| PROBLEM TO WORK ON |
All of the data is to be restated word for word.
═══ EXERCISE DATA ═══
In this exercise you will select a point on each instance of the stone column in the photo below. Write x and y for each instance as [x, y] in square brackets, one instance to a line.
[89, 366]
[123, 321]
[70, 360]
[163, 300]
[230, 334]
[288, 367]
═══
| RESULT FOR THIS EXERCISE |
In this exercise you will select a point on each instance of the stone column in the photo below. Write x and y for each instance as [x, y] in square brackets, one instance to a line.
[89, 366]
[123, 321]
[70, 360]
[163, 300]
[230, 334]
[288, 367]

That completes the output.